▶ [EXERCISE AIM]: Transcribe all records exactly.

▶ [DATA TO USE]:
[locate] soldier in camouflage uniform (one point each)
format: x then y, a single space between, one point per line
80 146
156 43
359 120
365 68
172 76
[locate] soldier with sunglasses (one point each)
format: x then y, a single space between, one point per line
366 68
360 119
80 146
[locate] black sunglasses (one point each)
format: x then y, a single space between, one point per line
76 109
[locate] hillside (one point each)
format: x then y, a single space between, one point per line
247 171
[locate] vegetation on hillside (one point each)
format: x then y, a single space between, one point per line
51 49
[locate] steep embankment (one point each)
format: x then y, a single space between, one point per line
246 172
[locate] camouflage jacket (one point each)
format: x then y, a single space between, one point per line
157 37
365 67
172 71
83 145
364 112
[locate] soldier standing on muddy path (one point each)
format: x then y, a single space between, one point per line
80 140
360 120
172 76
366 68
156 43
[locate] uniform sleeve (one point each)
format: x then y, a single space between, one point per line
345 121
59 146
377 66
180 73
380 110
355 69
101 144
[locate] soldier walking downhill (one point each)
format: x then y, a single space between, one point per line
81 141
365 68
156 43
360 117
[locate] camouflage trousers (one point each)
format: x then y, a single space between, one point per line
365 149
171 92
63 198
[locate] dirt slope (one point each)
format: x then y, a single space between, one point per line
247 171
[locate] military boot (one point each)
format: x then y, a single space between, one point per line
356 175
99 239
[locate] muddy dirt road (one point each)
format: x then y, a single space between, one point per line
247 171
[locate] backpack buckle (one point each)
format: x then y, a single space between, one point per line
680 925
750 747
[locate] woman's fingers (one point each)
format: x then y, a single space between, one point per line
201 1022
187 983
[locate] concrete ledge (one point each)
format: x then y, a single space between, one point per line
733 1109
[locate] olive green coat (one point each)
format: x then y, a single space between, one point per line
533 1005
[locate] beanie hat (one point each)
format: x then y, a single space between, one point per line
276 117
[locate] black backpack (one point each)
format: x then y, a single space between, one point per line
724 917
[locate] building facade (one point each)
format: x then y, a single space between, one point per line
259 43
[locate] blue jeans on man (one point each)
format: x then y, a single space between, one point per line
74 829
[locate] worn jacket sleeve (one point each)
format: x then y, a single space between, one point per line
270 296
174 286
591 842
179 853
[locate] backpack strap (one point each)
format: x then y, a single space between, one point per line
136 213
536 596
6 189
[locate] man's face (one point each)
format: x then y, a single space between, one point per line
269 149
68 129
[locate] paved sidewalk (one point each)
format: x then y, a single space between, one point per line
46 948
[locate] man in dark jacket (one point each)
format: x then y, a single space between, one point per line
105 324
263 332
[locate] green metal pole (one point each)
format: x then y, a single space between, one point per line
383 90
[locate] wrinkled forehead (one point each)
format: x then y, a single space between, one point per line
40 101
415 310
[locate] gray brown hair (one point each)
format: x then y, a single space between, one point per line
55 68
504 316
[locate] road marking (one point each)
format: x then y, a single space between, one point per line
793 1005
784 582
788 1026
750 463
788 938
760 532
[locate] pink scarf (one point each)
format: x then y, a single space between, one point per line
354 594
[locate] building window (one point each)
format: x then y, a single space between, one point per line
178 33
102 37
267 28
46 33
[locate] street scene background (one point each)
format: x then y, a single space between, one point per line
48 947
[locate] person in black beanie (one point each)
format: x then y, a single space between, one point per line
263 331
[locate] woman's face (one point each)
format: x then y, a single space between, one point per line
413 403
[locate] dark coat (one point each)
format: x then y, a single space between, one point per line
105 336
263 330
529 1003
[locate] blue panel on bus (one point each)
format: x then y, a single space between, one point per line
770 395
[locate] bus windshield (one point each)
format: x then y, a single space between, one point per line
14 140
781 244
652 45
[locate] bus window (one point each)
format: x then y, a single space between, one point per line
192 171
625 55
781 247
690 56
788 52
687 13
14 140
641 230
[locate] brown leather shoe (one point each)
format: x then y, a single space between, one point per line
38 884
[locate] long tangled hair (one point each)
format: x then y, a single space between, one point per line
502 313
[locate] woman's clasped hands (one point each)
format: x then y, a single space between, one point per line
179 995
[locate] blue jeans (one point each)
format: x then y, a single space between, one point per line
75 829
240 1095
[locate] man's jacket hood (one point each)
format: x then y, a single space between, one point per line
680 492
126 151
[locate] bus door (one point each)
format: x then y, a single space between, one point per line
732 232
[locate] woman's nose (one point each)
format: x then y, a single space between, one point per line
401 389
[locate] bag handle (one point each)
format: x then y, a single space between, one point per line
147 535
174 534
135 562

▶ [SOLUTION TO THIS PROBLEM]:
[locate] soldier in camouflage uniform (one point each)
format: x then y, a single space between, one point per line
80 146
156 43
359 120
365 68
172 76
[locate] soldier with sunglasses (one point each)
format: x then y, a single space between, one point per line
366 68
360 119
80 146
[locate] black sunglasses (one point each)
format: x then y, a single space between, one point per line
76 109
[locate] hillside (one point each)
format: x then y, a single space between, one point per line
247 171
[locate] vegetation on hillside (one point each)
format: x then y, a single space between, one point per line
51 49
[locate] steep embankment (one point each)
format: x then y, a single space between, one point per line
246 172
[locate] camouflage jacket (one point each)
format: x then y, a single space between, one point per line
157 37
365 67
172 71
83 145
364 112
[locate] soldier standing on muddy path (one point each)
format: x then y, a single space between, one point per line
80 140
360 120
172 76
366 68
156 43
[locate] uniform sleeve (one point each)
format: x then y, a single space between, one point per line
345 121
59 146
377 66
180 73
380 110
355 69
101 144
[locate] soldier walking downhill (one point each)
format: x then y, a single space between, one point per line
81 141
365 68
156 43
360 117
[locate] camouflage trousers (one point each)
format: x then y, a single space between, one point per line
365 149
171 92
63 198
[locate] dirt slope (one point each)
format: x then y, a single space between, one point per line
247 171
[locate] military boot (one point each)
format: x then y, a single space between, one point per line
356 175
99 239
[locate] muddy dirt road (one point each)
format: x then y, a single space between, one point per line
247 171
[locate] backpack buckle (one point each)
format: x then y, a single space between, one point per line
680 925
750 747
[locate] woman's fingers (one point each)
format: x then y, a single space between, one point per line
201 1022
187 983
[locate] concrete ledge (one point each)
format: x then y, a single space between, one point per line
733 1109
[locate] olive green coat (one point each)
format: x then y, a single space between, one point per line
533 1005
[locate] beanie hat (one point each)
format: x then y, a single space between, one point per line
276 117
[locate] black backpack (one point each)
format: x then y, a single space between, one point per line
724 917
[locate] building facade (one point each)
format: x then y, a single space between, one point per line
259 43
[locate] blue jeans on man (one point each)
format: x then y, a single space between, one point per line
74 829
[locate] worn jacket sleeve (one point each)
format: x then y, a single space between, one point per line
270 296
174 286
591 842
179 853
[locate] backpack strap (one point each)
format: x then y, a single space between, one point per line
136 213
536 596
6 189
[locate] man's face (one point each)
format: x then y, a single space between, one point per line
269 149
68 129
[locate] paved sidewalk (one point each)
format: x then y, a single space between, one point per line
46 948
[locate] man in dark jacket (one point each)
format: x then y, a single space between, one point per line
105 324
263 332
[locate] green metal pole (one point each)
format: x then y, a single space between, one point per line
383 90
[locate] wrinkled forehead (one point each)
format: x then y, a single space between, one point per line
40 101
415 310
[locate] gray brown hair (one point each)
format: x then y, a single space between, one point per line
55 68
504 316
[locate] road marking (one point each)
format: x then y, a single space between, one point per line
793 1005
784 582
788 1026
750 463
788 938
760 532
[locate] pink scarf (one point each)
format: x then y, a single space between, one point per line
354 594
[locate] building window (one point each)
format: x then y, a single space between, one point per line
178 33
102 37
267 28
46 33
[locate] street scene background (one point each)
format: x then y, a single space between, one point per line
48 947
[locate] person in black beanie (one point each)
format: x then y, a single space between, one point per line
263 331
[locate] woman's face (one point each)
format: x then y, a single space between, one point per line
413 403
[locate] dark coat (one point each)
format: x then y, a single space between, one point per line
105 336
263 330
529 1003
[locate] blue panel on bus (one point each)
format: x then y, a single space between, one point per line
770 395
[locate] bus windshield (one point each)
format: x then y, a single space between, one point per line
14 140
781 244
652 45
[locate] bus window (one point each)
format: x then y, a single space between, one point per line
192 171
625 55
781 247
690 56
788 52
687 13
14 140
641 230
[locate] brown leather shoe (one point each)
format: x then y, a single space between, one point per line
38 884
[locate] long tangled hair (one point each)
format: x then y, a single space between, one point per line
502 313
[locate] woman's clasped hands (one point each)
format: x then y, a single space between, one point per line
179 995
[locate] blue jeans (one point each)
format: x then y, a single space between, one point per line
75 829
240 1095
[locate] man's jacket hood (one point each)
format: x then y, a single space between, one point per line
680 492
126 151
[locate] bus door (one point each)
format: x then y, a single space between, one point per line
732 232
[locate] woman's nose (one point each)
format: x then y, a single space between, one point per line
401 389
[locate] bag handle (one point each)
format: x then y, a single space between, one point per line
147 535
174 534
135 562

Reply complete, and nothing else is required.